_DIRECTION_
In the records below, rewrite the stretch from the line containing "In this picture, where can the pink milkshake" through the line containing "(1125, 295)", substituting "one" for every "single" and leaving everything else unchanged.

Dataset records on where objects are located
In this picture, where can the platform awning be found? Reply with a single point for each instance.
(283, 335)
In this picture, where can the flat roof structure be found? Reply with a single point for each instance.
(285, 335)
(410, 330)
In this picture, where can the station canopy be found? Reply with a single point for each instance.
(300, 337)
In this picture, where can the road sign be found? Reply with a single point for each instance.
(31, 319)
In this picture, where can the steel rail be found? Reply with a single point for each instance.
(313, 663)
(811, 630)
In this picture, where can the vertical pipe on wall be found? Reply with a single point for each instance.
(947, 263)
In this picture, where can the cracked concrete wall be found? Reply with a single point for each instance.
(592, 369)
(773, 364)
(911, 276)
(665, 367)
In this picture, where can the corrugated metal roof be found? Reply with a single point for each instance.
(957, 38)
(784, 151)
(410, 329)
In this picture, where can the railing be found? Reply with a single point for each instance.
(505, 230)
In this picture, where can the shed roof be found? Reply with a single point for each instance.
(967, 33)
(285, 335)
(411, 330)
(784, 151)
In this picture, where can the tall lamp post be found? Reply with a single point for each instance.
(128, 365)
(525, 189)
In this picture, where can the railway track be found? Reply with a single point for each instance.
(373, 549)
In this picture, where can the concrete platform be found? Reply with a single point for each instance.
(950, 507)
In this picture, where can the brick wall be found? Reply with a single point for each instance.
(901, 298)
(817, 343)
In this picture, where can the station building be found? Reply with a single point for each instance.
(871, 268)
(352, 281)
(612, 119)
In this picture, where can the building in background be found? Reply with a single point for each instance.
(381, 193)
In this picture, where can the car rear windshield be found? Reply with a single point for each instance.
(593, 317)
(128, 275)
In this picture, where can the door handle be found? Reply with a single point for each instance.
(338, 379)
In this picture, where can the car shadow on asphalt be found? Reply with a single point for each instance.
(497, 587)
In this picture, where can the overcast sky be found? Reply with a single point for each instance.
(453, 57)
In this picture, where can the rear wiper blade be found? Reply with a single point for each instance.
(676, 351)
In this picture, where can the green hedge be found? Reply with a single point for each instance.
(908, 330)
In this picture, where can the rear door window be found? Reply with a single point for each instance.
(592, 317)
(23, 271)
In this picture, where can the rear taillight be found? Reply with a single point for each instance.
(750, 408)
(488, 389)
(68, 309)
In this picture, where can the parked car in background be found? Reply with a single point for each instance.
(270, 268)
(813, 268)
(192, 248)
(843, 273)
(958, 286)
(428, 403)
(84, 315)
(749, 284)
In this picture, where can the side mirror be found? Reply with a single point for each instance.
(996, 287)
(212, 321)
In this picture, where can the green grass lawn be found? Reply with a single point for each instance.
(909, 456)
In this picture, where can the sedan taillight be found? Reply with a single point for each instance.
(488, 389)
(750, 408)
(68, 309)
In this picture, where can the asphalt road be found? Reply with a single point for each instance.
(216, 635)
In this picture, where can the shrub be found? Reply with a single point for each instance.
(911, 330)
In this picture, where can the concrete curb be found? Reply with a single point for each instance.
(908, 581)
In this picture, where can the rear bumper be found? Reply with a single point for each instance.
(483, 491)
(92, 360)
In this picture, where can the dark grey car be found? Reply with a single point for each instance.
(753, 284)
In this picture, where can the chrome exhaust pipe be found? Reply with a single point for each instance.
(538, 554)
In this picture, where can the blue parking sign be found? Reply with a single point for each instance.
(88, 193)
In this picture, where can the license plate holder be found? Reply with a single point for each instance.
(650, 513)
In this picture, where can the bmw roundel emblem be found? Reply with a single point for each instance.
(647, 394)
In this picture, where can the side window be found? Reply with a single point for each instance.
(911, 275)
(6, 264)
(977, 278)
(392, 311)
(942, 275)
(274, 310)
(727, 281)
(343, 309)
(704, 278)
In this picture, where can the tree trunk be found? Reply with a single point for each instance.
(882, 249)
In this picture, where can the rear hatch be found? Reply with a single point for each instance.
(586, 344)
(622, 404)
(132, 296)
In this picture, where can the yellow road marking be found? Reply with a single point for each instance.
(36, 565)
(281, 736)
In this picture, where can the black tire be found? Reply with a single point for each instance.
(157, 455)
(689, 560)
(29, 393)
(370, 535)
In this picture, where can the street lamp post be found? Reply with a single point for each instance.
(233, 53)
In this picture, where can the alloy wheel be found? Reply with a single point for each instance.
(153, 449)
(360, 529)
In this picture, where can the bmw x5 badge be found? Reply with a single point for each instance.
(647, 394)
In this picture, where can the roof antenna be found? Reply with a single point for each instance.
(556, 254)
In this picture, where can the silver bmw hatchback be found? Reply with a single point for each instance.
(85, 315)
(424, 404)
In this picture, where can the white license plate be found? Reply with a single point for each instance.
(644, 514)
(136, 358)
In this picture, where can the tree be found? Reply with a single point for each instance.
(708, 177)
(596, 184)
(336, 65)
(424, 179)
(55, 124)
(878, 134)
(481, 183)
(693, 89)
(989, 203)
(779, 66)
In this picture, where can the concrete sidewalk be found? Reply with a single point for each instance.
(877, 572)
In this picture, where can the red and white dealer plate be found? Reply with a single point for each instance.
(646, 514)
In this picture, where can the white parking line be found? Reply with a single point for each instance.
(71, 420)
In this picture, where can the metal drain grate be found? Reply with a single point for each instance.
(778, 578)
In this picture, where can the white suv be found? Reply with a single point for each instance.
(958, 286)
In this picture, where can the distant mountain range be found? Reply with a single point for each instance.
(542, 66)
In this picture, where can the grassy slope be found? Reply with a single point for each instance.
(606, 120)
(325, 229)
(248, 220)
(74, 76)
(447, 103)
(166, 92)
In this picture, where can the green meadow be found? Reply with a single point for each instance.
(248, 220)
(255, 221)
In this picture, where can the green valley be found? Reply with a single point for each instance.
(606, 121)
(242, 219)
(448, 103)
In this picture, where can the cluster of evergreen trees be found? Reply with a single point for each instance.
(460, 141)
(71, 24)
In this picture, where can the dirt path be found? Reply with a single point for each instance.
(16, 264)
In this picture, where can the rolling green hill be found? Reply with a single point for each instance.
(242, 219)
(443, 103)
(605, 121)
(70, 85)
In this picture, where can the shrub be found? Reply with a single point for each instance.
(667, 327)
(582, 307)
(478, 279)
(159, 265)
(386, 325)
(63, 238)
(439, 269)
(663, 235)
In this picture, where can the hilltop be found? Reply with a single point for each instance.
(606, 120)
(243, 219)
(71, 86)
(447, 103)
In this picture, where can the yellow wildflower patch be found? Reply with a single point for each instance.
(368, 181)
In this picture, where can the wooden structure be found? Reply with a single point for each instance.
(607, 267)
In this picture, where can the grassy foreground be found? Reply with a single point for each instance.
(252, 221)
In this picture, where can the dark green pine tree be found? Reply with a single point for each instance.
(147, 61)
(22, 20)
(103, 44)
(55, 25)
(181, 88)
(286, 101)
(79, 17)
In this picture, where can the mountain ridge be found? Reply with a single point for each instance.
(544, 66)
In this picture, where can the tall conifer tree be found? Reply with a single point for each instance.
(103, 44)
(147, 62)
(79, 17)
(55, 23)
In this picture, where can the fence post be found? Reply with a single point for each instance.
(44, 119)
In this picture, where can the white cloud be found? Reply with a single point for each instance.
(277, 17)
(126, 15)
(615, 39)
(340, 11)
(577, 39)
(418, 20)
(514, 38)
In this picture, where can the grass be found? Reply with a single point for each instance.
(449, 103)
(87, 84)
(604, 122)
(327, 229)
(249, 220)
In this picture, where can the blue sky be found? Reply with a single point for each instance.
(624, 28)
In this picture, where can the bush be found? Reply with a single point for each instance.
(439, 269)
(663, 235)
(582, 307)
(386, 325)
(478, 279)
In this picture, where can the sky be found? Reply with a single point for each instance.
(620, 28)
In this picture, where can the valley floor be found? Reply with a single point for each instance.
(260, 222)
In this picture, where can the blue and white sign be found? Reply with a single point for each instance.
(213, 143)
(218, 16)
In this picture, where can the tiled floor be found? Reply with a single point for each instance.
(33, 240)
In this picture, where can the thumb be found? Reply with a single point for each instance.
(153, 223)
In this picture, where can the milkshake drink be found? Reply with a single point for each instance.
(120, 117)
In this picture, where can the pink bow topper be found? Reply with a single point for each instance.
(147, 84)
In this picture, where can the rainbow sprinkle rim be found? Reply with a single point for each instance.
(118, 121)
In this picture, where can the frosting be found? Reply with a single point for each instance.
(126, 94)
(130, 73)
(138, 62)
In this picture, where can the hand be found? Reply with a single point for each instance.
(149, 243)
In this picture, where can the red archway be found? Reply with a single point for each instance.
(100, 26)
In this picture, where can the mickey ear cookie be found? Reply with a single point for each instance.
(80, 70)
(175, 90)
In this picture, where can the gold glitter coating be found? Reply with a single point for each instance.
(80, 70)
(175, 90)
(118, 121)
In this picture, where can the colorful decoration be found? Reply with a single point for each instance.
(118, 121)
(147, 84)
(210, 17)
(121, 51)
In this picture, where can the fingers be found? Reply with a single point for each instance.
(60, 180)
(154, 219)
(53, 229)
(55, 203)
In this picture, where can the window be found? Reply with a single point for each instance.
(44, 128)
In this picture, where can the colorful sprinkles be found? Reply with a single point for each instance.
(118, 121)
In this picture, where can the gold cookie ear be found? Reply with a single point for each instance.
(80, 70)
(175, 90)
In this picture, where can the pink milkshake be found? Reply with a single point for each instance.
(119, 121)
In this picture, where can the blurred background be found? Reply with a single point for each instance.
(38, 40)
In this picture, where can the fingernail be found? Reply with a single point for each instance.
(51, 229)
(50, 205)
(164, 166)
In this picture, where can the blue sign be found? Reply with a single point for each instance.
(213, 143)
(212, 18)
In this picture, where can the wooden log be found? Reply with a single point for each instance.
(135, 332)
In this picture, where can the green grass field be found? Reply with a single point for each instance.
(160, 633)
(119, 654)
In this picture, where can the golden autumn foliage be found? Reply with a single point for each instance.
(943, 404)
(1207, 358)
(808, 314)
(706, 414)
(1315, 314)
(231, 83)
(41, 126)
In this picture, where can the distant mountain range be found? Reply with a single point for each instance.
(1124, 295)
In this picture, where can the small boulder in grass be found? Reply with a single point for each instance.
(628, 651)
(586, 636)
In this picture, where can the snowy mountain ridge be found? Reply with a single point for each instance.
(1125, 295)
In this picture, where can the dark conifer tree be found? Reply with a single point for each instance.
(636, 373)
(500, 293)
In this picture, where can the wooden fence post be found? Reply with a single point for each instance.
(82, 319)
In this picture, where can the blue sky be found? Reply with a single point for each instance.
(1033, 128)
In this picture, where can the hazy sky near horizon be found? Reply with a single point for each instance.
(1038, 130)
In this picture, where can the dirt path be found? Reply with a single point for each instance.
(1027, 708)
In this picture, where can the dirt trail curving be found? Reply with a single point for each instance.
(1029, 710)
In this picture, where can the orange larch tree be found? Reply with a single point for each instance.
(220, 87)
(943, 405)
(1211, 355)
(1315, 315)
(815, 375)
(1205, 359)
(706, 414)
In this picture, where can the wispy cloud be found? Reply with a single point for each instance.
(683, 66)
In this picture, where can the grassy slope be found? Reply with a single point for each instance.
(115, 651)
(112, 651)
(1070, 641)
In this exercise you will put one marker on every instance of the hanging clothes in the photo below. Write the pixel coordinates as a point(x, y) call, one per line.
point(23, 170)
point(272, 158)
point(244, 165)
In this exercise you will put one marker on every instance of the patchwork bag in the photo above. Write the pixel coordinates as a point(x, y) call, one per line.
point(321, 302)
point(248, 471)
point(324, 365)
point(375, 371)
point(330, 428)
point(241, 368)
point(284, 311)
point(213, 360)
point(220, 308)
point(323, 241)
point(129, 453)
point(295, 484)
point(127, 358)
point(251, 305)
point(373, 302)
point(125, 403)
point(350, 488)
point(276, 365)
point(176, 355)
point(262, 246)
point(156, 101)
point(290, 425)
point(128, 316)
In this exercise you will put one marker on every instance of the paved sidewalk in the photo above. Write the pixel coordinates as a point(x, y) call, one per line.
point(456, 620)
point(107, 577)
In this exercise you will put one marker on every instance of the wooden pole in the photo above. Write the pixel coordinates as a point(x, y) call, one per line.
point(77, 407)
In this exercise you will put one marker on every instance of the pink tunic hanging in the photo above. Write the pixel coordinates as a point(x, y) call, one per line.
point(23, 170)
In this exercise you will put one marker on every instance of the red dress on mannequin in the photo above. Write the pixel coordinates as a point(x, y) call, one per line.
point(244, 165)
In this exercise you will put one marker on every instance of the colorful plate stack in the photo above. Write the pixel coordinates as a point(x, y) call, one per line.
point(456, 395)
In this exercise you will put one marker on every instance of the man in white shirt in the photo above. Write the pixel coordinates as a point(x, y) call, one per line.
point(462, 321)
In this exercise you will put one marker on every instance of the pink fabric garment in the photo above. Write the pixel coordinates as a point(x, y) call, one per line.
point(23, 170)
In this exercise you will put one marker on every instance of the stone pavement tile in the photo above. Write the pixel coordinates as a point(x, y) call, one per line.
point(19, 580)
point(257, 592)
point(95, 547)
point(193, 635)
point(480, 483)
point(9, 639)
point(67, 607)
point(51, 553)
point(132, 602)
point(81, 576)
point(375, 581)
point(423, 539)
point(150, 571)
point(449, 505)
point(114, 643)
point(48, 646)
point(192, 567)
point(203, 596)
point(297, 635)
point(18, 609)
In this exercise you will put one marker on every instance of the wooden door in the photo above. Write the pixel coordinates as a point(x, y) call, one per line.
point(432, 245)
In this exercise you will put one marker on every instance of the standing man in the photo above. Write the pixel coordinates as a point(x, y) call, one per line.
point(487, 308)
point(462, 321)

_EXERCISE SOLUTION_
In this picture, where can the pink milkshake be found? Reply with a one point for each instance.
(119, 121)
In this picture, where can the blurred background be found? Reply with a one point for each instance.
(38, 40)
In this picture, where can the fingernail be found? Reply with a one point for each instance.
(51, 229)
(50, 205)
(164, 166)
In this picture, where can the blue sign be found? Reply with a one point for each instance.
(213, 143)
(212, 18)
In this picture, where can the wooden log be found? Reply with a one point for each instance.
(135, 332)
In this picture, where can the green grass field be found? Reply with a one point for each instance.
(160, 633)
(119, 654)
In this picture, where can the golden autumn foliage be found? Reply with a one point for each instance.
(943, 404)
(1207, 358)
(808, 314)
(706, 414)
(1315, 314)
(231, 83)
(41, 126)
In this picture, where can the distant mountain range be found? Reply with a one point for each instance.
(1124, 295)
In this picture, where can the small boulder in grass be found? Reply with a one point for each instance.
(628, 651)
(586, 636)
In this picture, where can the snowy mountain ridge be found? Reply with a one point for each instance.
(1125, 295)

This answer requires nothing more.